• _Extract provided_
·····

Recently, through studies like the iCOMPARE trial, we have learned the alarming truth that interns and residents spend only a small fraction of their time interacting with patients. What’s more, there is no formalized assessment of skill built into graduate medical education in this country. It is easy to see the problems this could cause the next generation of doctors, but members of our department have already begun to address the issue with a viable solution.

In its first year, the Assessment of Physical Exam and Communication Skills (APECS) uses encounters with both real and standardized patients to assess the bedside clinical skills of Bayview and Osler interns. Interns get real-time feedback from over 40 faculty preceptors based on the skills expected of residents upon graduation. Brian Garibaldi developed the program with grants from the Center for Innovative Medicine, the Institute for Excellence in Education and the New York Academy of Medicine, and runs it with the help of coordinator Joyce Luckin and GIM faculty member Tim Niessen.

Interns have already applauded the program for the unique and specific feedback they receive compared to what they get from rounds, and even the faculty preceptors view it as a way to freshen up on skills of their own. "Observing APECS made me even more keenly aware of how unusual it is for physical examination skills to be directly observed and critiqued in internal medicine residency training," said Roy Ziegelstein. “The truth is all of us have huge gaps in our physical examination techniques, and it takes a lot to create a situation in which learners feel safe enough to let others see those gaps as they try to fill them in."

·····

• _Given information_
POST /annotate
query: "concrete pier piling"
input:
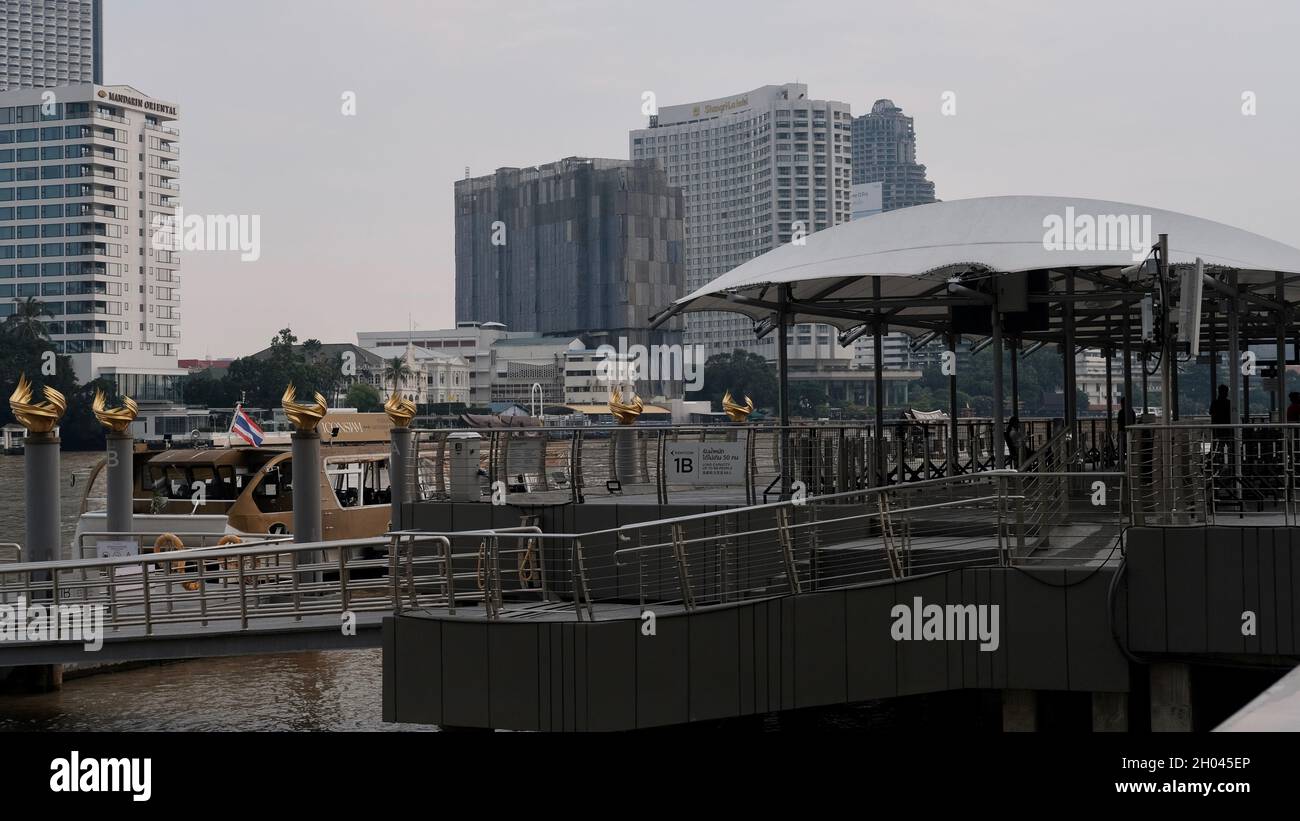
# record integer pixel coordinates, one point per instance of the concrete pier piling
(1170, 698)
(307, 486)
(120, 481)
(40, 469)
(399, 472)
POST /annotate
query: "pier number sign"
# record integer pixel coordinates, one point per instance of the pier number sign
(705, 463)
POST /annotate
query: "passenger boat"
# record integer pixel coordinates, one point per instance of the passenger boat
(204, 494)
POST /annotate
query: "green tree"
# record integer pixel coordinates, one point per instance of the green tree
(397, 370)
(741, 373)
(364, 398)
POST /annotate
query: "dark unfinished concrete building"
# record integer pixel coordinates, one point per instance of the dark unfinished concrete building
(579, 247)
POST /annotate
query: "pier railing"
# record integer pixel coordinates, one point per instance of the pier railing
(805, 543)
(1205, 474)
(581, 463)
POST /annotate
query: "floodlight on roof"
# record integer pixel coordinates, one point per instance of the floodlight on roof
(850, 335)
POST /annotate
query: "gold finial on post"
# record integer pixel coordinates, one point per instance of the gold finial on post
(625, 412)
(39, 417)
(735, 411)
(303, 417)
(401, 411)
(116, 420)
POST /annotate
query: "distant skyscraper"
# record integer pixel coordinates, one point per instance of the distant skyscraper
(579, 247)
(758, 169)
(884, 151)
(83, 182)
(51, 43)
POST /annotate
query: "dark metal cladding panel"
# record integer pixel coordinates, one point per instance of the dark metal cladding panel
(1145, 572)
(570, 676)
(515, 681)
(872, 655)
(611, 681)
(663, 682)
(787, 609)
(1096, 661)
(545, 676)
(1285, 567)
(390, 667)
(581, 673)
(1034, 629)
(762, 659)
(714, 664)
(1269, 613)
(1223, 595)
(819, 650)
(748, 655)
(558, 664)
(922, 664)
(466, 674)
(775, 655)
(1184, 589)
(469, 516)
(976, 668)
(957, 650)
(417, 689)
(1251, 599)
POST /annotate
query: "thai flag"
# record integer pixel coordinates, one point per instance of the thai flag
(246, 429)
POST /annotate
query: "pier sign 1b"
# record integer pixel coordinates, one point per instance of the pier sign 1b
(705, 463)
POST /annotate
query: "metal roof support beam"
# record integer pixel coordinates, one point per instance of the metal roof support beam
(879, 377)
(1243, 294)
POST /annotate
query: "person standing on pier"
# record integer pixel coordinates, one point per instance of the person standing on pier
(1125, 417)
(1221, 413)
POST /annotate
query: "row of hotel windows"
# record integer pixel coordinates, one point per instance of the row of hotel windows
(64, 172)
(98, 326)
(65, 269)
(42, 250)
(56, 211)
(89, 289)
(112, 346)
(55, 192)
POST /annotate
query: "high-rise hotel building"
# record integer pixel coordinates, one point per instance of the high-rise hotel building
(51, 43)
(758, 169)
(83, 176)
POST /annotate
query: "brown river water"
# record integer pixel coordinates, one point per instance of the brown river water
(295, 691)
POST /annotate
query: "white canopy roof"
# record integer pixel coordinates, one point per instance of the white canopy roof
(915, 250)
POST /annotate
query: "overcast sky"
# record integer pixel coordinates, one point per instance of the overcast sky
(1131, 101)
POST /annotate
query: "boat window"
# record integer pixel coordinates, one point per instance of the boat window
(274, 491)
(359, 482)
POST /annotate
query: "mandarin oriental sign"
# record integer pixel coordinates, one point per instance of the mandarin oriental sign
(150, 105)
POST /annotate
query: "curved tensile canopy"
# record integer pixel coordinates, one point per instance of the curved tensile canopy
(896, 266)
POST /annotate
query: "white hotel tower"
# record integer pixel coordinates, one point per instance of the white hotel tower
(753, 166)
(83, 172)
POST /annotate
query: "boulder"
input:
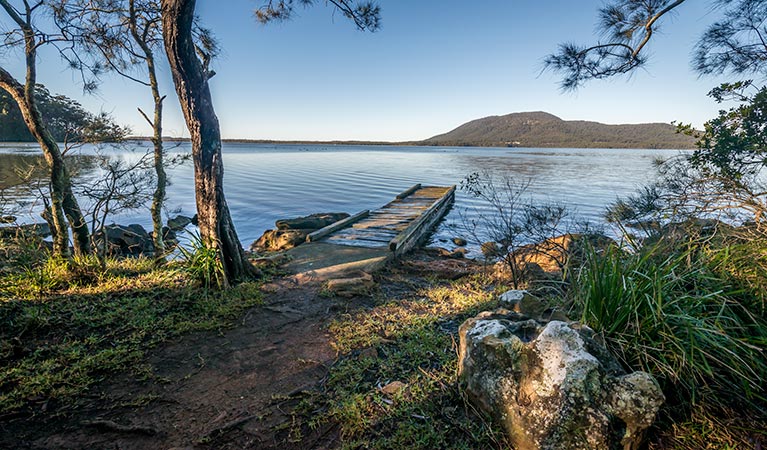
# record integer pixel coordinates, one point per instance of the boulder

·····

• _Activity 1_
Answer these questions using the passage on APECS above:
(a) What does the passage say is not built into graduate medical education in this country?
(b) How many faculty preceptors give interns real-time feedback?
(c) What have interns applauded the program for?
• _Activity 2_
Can you set down part of the passage on APECS word for word? Begin at the words "In its first" and stop after "member Tim Niessen.".

• _Problem solution 1_
(a) A formalized assessment of skill.
(b) Over 40.
(c) The unique and specific feedback they receive, compared to what they get from rounds.

• _Problem solution 2_
In its first year, the Assessment of Physical Exam and Communication Skills (APECS) uses encounters with both real and standardized patients to assess the bedside clinical skills of Bayview and Osler interns. Interns get real-time feedback from over 40 faculty preceptors based on the skills expected of residents upon graduation. Brian Garibaldi developed the program with grants from the Center for Innovative Medicine, the Institute for Excellence in Education and the New York Academy of Medicine, and runs it with the help of coordinator Joyce Luckin and GIM faculty member Tim Niessen.